Części ćwiczenia:
[a] Przepisz fragment tekstu o sektach od słów „Po czym poznać, że dziecko ma kontakt z sektą? To” do słów „nastolatków, także dorosłych.”, zastępując „bumerang” wyrazem „echo”.
[b] Kontynuuj tekst o sektach od miejsca, w którym się kończy.

Tekst do przeczytania:
******************************
Po czym poznać, że dziecko ma kontakt z sektą?
Po czym poznać, że dziecko ma kontakt z sektą? To pytanie powraca jak bumerang w domach nastolatków, szczególnie tych, którzy okres dojrzewania przechodzą bardzo burzliwie. Nie każda zmiana w zachowaniu dorastającej młodej osoby musi oznaczać wpływ sekty, ale nie zawadzi bycie czujnym rodzicem.
Dlaczego nastolatki łatwo zwerbować do sekty?
Wiek nastoletni i połączone z nim dojrzewanie sprawiają, że nastolatek może czuć się bardzo zagubiony. Przestaje dogadywać się z rodzicami, koledzy też nie zawsze są w stanie go zrozumieć. Poczucie osamotnienia to bardzo podatny grunt dla sekt – na tej bazie werbuje się nie tylko nastolatków, także dorosłych.
******************************
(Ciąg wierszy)
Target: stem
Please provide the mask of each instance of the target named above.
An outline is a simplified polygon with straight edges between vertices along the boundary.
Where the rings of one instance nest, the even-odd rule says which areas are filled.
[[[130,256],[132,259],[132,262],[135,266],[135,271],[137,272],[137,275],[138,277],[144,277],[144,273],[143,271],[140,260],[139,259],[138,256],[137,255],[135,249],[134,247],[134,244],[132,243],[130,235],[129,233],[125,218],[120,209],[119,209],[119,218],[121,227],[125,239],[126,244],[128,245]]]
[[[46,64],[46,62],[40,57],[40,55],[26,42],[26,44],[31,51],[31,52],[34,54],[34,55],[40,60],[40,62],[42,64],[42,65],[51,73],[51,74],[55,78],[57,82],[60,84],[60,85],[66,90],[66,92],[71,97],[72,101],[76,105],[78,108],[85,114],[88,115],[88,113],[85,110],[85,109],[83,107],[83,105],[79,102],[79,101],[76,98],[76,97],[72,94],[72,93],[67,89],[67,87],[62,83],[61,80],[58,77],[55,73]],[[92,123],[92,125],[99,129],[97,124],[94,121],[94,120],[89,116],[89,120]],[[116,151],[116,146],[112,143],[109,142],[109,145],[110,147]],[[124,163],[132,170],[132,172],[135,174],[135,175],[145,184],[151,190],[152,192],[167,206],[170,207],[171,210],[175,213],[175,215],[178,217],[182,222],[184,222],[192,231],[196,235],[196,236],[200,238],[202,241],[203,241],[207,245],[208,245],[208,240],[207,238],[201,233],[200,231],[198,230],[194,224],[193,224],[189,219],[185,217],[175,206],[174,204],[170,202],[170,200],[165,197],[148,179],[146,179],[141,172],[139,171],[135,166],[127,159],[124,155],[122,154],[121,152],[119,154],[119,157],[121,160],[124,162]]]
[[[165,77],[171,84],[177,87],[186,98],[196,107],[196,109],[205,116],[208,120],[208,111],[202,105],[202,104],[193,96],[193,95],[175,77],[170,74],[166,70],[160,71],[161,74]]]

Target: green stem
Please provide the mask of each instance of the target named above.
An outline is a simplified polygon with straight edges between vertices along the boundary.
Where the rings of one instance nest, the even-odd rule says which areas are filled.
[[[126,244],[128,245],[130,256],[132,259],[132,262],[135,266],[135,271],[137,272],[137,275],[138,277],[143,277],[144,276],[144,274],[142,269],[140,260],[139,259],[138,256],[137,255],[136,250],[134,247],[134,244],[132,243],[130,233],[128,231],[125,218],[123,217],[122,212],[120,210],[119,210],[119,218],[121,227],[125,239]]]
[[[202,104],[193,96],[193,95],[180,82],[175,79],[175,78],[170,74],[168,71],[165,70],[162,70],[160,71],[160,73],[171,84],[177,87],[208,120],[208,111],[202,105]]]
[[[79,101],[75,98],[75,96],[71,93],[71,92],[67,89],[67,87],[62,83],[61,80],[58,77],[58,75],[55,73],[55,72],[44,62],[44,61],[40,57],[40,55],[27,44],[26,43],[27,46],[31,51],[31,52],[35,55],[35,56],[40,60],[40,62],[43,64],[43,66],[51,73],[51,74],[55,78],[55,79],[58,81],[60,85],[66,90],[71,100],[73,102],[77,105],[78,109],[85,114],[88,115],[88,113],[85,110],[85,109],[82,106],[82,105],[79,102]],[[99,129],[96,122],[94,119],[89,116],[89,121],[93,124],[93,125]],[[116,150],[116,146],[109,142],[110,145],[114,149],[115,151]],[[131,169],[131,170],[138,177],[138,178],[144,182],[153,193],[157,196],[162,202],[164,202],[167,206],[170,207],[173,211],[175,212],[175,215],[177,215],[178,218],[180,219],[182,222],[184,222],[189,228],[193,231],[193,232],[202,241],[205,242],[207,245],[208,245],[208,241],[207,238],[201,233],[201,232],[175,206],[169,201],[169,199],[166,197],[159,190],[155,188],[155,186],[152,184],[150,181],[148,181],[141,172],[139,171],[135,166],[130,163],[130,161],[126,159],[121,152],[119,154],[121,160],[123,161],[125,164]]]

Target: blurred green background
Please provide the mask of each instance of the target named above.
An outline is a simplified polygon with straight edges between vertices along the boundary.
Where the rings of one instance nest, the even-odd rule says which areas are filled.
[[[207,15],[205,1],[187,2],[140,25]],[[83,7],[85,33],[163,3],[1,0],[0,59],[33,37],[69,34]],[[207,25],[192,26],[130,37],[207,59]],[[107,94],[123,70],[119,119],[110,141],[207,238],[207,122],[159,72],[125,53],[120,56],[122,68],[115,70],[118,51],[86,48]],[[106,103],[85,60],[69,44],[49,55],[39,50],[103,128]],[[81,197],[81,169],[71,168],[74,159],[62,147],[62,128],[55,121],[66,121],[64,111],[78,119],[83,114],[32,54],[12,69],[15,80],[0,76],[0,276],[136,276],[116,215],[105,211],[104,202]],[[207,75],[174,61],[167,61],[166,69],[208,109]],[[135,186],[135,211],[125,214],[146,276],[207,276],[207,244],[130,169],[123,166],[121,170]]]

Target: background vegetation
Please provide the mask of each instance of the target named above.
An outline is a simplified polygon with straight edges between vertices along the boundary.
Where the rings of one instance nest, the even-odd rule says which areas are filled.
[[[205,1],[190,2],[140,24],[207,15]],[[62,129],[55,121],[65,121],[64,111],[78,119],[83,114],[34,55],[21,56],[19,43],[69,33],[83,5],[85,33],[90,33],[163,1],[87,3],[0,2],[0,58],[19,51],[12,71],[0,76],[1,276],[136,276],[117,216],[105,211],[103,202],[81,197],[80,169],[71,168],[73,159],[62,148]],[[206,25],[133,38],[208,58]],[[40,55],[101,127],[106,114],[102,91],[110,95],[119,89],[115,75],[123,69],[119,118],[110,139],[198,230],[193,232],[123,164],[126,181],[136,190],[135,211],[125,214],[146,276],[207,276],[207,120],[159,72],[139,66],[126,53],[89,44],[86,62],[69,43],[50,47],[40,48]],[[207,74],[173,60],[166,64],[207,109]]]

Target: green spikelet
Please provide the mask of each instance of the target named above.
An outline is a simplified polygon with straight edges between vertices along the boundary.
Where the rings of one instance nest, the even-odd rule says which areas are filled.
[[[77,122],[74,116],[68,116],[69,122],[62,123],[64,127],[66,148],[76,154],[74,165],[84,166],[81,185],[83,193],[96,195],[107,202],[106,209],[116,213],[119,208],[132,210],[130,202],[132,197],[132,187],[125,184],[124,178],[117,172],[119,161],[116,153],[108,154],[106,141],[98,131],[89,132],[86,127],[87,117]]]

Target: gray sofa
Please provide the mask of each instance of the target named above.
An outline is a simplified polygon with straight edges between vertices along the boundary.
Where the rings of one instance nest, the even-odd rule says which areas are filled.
******************************
Rozwiązane zadania:
[a]
Po czym poznać, że dziecko ma kontakt z sektą? To pytanie powraca jak echo w domach nastolatków, szczególnie tych, którzy okres dojrzewania przechodzą bardzo burzliwie. Nie każda zmiana w zachowaniu dorastającej młodej osoby musi oznaczać wpływ sekty, ale nie zawadzi bycie czujnym rodzicem.
Dlaczego nastolatki łatwo zwerbować do sekty?
Wiek nastoletni i połączone z nim dojrzewanie sprawiają, że nastolatek może czuć się bardzo zagubiony. Przestaje dogadywać się z rodzicami, koledzy też nie zawsze są w stanie go zrozumieć. Poczucie osamotnienia to bardzo podatny grunt dla sekt – na tej bazie werbuje się nie tylko nastolatków, także dorosłych.

[b]
Kiedy dziecko nagle zostanie otoczone miłością i wielorakim wsparciem, którego – jak mniema – nie dostaje w domu, wstąpienie do sekty jest tylko kwestią czasu, tym bardziej że od nowych znajomych będzie stale słyszało, że tylko oni go kochają i rozumieją, a rodzice jedynie wypełniają swoje obowiązki. Argumentacja może być różna, ale zawsze sprowadza się do tego samego – sekta da wolność i szczęście, którego brakuje w domu.
Gdzie i kiedy dziecko jest najbardziej narażone na kontakt z sektą?
Panuje przekonanie, że sekty werbują przede wszystkim w wakacje. Mają działać w miejscowościach wypoczynkowych, na imprezach masowych, kempingach, ale także na obozach i koloniach. Prawdą jest, że lato to czas, kiedy rodzicom najłatwiej stracić dziecko z oczu, ale sekty szukają nowych członków przez cały rok.
Nastolatek może mieć pierwszy kontakt z sektą w szkole, na zajęciach pozalekcyjnych, w gronie rówieśników, w gabinecie psychologa, a nawet w kościele lub w rodzinie. Jeśli objawy są charakterystyczne i dość jednoznaczne, nie można wypierać oczywistych wniosków przekonaniem, że „nie było okazji”.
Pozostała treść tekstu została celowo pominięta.